▶ [Records shown]
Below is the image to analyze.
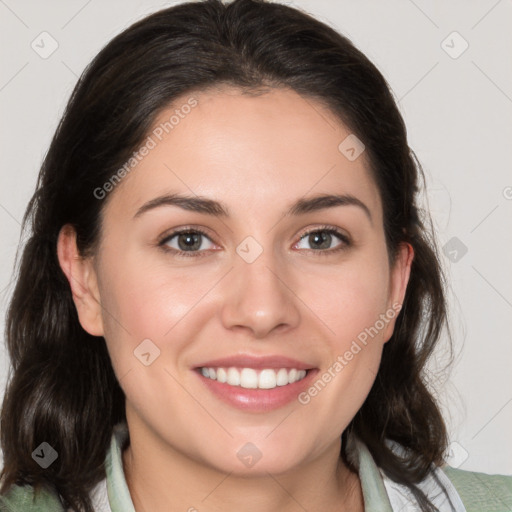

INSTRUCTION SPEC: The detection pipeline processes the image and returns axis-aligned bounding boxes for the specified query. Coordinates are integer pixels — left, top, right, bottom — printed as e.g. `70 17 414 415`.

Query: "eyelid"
157 224 353 257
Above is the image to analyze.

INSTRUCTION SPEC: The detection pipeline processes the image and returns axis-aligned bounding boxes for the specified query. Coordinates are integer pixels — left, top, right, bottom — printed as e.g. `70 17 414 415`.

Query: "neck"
123 424 364 512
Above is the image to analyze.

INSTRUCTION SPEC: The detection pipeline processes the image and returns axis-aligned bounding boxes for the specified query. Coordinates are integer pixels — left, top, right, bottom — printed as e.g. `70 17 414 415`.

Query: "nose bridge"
222 237 299 337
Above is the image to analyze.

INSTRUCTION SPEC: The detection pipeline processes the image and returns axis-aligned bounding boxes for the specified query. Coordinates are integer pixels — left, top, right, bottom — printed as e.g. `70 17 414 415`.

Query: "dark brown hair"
0 0 454 512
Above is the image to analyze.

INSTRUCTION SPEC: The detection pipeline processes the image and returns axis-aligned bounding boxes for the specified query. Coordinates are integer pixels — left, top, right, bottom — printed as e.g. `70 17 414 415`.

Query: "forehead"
103 87 381 224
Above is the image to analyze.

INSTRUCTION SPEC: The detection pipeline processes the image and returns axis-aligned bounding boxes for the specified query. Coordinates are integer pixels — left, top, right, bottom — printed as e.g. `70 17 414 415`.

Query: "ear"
57 224 104 336
383 242 414 342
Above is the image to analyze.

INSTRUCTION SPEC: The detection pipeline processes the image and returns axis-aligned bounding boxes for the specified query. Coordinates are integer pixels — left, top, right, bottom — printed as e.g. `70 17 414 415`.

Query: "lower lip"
194 369 318 412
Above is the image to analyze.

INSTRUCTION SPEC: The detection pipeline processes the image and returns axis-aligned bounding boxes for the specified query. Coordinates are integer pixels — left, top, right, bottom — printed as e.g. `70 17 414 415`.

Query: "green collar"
105 423 393 512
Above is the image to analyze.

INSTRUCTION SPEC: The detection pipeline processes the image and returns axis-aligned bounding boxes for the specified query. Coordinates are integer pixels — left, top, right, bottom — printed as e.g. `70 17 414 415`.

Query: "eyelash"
158 226 352 258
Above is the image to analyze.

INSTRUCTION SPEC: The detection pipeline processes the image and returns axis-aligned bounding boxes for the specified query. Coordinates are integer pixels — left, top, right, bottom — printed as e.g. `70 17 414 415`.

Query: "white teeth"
258 370 277 389
226 368 240 386
276 368 288 386
201 367 306 389
217 368 228 382
240 368 258 389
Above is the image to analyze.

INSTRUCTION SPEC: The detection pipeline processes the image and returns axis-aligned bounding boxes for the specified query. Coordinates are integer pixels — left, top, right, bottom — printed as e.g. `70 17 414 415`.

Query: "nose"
221 251 300 339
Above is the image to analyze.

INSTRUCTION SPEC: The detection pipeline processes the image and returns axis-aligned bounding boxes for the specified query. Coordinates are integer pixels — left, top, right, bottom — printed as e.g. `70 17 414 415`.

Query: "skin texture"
58 87 413 512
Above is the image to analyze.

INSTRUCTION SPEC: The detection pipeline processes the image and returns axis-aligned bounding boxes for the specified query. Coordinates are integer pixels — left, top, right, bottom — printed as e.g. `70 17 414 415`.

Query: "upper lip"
197 354 314 370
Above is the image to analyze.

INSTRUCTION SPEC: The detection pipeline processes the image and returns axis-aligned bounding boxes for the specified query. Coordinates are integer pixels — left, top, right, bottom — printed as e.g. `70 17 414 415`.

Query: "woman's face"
66 88 411 474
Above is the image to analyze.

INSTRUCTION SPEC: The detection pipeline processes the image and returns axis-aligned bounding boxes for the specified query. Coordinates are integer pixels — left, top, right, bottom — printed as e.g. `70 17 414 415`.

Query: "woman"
0 0 512 512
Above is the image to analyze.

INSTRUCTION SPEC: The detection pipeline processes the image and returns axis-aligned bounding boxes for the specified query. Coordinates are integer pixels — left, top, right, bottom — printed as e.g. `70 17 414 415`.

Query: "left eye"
297 229 349 250
159 228 350 256
162 230 213 252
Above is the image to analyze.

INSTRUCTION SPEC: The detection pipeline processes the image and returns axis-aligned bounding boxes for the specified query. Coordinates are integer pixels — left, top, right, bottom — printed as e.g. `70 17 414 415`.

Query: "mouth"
193 356 319 412
199 366 308 389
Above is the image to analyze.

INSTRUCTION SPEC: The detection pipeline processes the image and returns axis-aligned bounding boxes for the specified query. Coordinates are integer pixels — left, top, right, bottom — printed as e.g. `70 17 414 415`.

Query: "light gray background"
0 0 512 474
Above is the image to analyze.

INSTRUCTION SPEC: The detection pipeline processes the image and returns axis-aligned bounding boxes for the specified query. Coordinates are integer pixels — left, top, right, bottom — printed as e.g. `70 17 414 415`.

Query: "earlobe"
383 242 414 342
57 224 103 336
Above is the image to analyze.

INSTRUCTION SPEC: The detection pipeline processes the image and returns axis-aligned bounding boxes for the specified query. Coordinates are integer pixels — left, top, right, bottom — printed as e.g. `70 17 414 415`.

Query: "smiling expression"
65 87 408 473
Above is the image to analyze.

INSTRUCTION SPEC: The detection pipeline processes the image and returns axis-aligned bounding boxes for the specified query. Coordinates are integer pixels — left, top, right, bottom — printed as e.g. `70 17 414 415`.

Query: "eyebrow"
133 194 373 224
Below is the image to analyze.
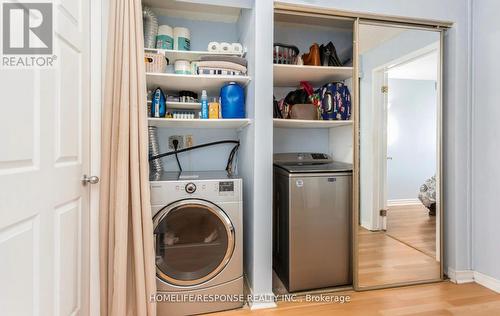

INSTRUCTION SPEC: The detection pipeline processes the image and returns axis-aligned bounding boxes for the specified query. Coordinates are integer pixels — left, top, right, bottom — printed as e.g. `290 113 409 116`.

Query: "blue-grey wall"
281 0 472 270
470 0 500 280
387 79 437 200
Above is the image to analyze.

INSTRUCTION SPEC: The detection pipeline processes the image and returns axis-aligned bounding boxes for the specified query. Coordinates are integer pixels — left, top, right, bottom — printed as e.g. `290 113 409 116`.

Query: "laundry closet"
143 0 450 315
273 5 356 295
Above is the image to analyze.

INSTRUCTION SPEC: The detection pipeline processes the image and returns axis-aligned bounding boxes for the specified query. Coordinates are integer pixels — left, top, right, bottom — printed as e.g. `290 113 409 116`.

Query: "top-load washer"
150 171 243 316
273 153 352 292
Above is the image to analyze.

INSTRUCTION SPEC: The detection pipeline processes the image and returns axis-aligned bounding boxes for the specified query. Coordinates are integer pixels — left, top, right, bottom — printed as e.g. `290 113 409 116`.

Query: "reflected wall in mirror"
357 24 442 288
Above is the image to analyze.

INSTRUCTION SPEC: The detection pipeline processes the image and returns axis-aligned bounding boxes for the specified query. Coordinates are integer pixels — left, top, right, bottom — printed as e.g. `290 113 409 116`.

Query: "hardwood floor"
386 204 436 258
210 282 500 316
358 228 440 287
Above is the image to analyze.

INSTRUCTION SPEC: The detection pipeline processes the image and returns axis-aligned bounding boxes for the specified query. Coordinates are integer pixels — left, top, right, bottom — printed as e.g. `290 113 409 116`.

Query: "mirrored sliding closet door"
355 22 443 289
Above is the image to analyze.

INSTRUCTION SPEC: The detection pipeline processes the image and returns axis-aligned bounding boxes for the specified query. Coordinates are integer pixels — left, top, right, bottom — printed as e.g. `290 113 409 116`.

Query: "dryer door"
153 199 235 286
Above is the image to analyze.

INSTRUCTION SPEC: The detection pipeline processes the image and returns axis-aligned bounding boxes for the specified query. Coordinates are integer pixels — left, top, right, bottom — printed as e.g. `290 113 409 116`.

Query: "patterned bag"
319 82 351 120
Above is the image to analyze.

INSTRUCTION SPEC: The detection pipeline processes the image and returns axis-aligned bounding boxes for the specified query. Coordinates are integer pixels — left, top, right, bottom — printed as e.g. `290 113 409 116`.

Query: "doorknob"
82 174 99 185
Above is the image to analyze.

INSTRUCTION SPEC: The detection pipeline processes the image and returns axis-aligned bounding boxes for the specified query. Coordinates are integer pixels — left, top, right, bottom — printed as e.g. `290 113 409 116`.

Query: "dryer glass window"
155 203 234 285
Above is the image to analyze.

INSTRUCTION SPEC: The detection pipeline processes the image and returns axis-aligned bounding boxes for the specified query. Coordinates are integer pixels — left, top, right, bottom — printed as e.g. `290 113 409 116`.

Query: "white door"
0 0 90 316
372 67 392 230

▶ [What to produce] Please count the lines in the rows above that contain the string "dryer" and reply with that number alone.

▶ [Response to this exercise] 2